## Selected text
Overall concept: While the authors describe intangible damage as psychological distress, they do not adequately justify the use of WTP as a proxy for such impacts. WTP is traditionally applied to non-market goods, but using it to value mental health effects requires strong support. It assumes that WTP correlates with psychological damage, yet it is heavily influenced by other considerations, and so interpreting WTP as a direct measure is misleading. A clearer rationale and discussion of its limitations are needed. The lack of detail explaining the CVM, as mentioned by the other reviewer, undermines not only the validity of the WTP as a proxy for psychological impact.
Introduction: There need to be more citations, depth, and restructuring. It would benefit from an in-depth literature review; could you include recent work on flood resilience and mental health in SE Asia? Some claims in the introduction lack evidence.

## Dataset content
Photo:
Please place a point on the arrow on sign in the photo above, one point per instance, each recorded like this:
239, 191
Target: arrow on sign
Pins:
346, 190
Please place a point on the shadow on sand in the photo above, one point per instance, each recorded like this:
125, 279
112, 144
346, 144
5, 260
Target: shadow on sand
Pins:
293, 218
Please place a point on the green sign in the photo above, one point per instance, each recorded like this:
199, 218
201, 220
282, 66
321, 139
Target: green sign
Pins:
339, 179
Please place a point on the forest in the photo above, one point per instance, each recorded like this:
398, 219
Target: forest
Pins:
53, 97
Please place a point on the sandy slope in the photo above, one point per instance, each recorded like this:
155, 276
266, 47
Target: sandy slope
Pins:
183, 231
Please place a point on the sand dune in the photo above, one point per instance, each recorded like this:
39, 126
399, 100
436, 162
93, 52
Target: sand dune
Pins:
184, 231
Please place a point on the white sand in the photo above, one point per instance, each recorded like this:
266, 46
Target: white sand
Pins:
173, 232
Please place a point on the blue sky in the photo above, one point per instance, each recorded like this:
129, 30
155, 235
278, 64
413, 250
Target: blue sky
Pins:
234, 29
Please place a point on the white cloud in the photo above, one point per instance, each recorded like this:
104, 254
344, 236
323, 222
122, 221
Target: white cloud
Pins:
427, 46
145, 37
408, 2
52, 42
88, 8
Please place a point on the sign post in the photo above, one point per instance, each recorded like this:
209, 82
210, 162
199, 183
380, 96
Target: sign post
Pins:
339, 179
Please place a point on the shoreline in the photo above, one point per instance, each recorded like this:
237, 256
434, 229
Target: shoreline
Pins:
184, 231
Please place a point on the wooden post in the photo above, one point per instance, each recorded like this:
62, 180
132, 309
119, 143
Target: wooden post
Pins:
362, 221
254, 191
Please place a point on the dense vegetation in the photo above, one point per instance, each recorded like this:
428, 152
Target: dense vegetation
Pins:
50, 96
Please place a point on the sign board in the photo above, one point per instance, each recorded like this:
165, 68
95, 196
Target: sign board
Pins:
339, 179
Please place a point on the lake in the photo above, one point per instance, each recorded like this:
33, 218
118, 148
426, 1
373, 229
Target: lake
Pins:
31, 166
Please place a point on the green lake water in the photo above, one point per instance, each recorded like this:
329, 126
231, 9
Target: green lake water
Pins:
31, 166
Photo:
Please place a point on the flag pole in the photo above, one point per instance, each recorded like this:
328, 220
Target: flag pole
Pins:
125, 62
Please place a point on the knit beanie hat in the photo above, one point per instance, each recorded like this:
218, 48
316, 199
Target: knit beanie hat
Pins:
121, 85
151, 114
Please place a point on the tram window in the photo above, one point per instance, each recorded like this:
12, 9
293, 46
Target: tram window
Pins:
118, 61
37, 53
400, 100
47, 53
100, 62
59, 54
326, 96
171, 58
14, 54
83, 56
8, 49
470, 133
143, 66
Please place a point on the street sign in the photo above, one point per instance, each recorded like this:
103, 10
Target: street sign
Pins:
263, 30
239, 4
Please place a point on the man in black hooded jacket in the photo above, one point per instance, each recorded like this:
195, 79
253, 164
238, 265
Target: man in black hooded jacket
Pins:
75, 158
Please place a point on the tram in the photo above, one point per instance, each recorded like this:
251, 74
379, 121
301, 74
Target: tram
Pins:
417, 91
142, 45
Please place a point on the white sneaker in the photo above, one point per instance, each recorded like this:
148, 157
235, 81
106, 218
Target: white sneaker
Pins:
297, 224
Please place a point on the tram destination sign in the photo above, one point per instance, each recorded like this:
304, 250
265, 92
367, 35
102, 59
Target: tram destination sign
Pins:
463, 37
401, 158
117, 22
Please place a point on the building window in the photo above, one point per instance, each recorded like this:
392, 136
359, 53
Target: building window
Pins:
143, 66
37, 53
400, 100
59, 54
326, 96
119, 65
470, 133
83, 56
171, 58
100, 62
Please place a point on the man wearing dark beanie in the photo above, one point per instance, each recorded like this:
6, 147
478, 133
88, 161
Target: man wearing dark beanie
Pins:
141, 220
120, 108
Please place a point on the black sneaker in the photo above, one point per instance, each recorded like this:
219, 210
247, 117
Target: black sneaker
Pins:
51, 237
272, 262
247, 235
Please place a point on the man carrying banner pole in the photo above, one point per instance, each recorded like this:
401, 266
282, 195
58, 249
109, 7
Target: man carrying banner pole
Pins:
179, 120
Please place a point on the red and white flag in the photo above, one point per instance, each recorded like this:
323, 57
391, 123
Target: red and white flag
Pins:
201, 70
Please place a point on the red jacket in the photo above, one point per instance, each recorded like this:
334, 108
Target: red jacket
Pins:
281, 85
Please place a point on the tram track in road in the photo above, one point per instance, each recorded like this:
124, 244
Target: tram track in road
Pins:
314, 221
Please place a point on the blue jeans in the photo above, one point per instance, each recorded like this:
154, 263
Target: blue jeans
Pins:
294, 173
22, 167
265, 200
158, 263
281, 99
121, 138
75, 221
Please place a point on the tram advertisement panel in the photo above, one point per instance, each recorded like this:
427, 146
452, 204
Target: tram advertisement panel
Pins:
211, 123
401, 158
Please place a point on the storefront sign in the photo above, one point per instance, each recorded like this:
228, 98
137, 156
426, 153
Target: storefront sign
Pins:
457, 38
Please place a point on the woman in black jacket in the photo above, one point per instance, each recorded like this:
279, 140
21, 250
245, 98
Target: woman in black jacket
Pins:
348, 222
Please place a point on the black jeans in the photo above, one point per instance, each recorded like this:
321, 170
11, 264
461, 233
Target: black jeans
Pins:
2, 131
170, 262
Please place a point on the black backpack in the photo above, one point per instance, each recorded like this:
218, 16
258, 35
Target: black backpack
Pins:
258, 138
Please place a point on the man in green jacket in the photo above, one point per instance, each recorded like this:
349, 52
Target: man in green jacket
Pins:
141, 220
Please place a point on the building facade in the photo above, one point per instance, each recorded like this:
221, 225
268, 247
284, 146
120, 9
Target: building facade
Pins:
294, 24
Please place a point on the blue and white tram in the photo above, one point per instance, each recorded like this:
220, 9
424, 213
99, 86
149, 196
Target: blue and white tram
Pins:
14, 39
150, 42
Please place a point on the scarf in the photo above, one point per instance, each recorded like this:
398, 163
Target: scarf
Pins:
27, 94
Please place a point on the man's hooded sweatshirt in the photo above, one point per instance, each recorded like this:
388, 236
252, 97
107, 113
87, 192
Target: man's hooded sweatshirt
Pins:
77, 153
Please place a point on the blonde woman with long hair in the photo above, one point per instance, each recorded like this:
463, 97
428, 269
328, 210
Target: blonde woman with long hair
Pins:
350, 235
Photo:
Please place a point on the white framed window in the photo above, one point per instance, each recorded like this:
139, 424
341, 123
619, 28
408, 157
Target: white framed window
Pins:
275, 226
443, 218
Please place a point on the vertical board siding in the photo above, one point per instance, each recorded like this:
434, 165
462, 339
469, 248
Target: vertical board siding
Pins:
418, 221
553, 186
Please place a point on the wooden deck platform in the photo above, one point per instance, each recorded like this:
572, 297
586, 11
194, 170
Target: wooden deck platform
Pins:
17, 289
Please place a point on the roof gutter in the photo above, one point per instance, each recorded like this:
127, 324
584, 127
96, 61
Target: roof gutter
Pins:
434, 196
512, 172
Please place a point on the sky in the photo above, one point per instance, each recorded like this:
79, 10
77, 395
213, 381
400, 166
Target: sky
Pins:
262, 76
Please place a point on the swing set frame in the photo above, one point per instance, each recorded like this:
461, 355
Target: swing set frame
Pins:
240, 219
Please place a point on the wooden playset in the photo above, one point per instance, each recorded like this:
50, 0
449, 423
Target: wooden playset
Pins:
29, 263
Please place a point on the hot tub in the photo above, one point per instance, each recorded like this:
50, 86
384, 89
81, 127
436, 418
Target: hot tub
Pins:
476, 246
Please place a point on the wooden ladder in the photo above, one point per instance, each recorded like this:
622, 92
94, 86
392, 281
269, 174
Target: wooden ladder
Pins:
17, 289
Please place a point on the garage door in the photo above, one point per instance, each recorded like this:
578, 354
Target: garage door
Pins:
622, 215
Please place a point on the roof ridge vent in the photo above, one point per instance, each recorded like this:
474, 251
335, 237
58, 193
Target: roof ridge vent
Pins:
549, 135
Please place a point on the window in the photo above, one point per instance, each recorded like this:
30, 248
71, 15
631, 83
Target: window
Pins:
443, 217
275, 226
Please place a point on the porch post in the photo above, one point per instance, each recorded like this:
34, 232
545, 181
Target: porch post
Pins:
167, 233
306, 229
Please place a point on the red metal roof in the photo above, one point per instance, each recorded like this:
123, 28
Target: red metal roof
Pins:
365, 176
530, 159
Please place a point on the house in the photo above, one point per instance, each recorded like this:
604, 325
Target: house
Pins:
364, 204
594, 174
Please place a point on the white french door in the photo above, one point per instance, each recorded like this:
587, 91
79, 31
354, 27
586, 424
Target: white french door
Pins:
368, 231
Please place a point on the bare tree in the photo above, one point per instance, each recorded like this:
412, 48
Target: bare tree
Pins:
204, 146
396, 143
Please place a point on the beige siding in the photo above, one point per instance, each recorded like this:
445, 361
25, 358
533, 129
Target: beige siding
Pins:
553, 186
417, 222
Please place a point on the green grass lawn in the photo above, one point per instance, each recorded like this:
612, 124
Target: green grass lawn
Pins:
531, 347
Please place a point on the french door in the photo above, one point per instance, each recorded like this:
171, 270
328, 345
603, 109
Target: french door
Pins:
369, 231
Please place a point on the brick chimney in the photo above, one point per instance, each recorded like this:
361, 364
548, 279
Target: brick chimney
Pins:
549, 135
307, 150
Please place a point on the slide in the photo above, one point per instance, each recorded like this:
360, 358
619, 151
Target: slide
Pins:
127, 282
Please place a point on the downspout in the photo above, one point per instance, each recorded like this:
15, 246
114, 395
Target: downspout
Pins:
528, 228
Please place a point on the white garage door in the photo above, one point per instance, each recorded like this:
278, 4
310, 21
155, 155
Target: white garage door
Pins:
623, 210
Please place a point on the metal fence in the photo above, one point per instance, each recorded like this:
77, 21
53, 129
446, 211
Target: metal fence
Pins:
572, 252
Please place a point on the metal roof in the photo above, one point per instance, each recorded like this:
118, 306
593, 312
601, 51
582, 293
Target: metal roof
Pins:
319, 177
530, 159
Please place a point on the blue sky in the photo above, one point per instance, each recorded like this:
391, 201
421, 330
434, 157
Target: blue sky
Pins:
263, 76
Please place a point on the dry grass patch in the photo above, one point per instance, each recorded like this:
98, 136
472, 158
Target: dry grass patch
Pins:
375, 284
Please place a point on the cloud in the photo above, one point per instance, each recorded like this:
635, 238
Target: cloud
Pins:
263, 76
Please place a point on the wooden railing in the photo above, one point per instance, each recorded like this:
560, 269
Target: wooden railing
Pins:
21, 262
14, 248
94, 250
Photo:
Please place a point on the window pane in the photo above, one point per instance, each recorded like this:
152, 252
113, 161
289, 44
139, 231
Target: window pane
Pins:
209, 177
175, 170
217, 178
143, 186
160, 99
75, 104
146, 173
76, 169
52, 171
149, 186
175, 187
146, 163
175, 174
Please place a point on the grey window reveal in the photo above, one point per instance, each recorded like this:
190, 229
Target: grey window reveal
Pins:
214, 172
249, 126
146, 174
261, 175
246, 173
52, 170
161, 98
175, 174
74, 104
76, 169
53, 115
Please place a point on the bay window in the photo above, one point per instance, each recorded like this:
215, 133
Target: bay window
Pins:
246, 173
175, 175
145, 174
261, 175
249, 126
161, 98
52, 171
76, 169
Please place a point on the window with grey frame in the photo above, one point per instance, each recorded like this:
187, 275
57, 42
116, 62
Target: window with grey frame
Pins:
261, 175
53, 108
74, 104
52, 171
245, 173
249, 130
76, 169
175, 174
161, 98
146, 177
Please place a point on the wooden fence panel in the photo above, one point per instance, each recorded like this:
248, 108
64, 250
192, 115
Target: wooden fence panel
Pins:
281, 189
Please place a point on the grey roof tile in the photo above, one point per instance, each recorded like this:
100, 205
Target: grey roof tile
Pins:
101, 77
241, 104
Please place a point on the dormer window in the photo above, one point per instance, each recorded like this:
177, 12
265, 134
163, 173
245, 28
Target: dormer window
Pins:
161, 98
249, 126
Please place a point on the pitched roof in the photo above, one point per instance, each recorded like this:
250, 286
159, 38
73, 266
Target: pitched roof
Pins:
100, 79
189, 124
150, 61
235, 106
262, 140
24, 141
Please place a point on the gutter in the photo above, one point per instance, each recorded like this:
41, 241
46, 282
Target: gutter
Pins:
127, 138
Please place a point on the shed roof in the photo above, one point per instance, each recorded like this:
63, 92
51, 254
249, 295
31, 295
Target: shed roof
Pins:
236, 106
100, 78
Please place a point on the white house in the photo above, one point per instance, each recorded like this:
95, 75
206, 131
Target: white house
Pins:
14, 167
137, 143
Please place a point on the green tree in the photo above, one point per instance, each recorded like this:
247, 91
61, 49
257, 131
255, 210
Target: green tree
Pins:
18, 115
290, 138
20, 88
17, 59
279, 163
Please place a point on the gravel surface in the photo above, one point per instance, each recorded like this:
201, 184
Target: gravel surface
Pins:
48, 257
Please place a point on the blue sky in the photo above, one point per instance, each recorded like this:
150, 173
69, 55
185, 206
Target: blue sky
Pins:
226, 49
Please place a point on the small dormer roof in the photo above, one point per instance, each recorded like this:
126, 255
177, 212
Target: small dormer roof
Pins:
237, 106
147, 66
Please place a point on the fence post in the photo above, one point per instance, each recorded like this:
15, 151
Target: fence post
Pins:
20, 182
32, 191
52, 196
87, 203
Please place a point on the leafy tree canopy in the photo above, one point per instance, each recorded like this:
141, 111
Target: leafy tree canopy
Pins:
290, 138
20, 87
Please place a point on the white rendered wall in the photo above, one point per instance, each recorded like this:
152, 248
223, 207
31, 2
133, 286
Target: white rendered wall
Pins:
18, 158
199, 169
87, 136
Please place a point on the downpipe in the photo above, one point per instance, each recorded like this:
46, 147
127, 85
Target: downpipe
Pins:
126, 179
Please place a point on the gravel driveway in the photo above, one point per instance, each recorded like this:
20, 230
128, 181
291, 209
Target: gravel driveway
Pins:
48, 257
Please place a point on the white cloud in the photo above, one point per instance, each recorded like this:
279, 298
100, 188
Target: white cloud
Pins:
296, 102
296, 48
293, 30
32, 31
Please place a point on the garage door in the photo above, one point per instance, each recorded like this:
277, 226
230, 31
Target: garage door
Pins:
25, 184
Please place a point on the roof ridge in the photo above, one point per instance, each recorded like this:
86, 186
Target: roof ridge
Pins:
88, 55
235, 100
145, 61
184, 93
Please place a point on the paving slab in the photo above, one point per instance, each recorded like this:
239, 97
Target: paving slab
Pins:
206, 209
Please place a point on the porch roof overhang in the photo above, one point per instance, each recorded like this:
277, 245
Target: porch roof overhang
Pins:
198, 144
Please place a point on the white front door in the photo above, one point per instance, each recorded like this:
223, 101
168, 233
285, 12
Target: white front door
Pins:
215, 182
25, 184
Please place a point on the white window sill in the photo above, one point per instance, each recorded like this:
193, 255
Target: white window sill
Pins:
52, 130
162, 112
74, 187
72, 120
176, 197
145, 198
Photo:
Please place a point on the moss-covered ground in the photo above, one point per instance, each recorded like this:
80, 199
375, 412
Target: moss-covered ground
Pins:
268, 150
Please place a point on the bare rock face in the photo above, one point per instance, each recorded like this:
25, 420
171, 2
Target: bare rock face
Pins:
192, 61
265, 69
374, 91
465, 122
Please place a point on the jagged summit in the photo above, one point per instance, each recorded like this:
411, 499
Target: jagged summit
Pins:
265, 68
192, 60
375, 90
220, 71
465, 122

## Instructions
**A)** According to the review comments, what kind of goods is WTP traditionally applied to?
**B)** In the review comments, list every item named in the sentence that begins "There need to be more".
**C)** Carry on the review comments from their last sentence with a few more remarks of the same kind.
The data has no connection to the review comments.

## Written answers
**A)** Non-market goods.

**B)** Citations, depth, restructuring

**C)**
Methods: The authors use regression models, but they do not justify the variable selection, and there is no discussion around the low R2 values. What unmeasured variables might explain the variance? The authors removed variables but gave no detail as to how they tested multicollinearity. The comparison of total damages is misleading without accounting for sample size differences. You should consider focusing on average damage values to make comparisons more meaningful. The paper does not account for the time elapsed since the flood events. When were the interviews done? If the study was done shortly after the floods, psychological effects might not yet be fully visible.
Discussion: The discussion section is overly descriptive, repeating findings without offering deeper analysis. For instance, the observation that B40 households report lower average intangible damages than T20 contradicts expectations, yet no explanation is offered. The finding that income is not a significant predictor is not examined for its implications. Rather than simply citing studies with similar or differing results, the authors should critically assess why the results agree or diverge. The authors should engage more critically with their data, exploring possible explanations and linking findings to concrete policy recommendations or planning strategies. There are sweeping statements and generalisations that are problematic.
Ethical framing: There needs to be a more ethical tone in the summarising of the results. The refusal to contribute does not equate to a lack of impact but may reflect structural constraints or emotional exhaustion or other factors. A bit more sensitivity in writing up these findings would be effective. Do you have any reflections on the ethics of monetising trauma?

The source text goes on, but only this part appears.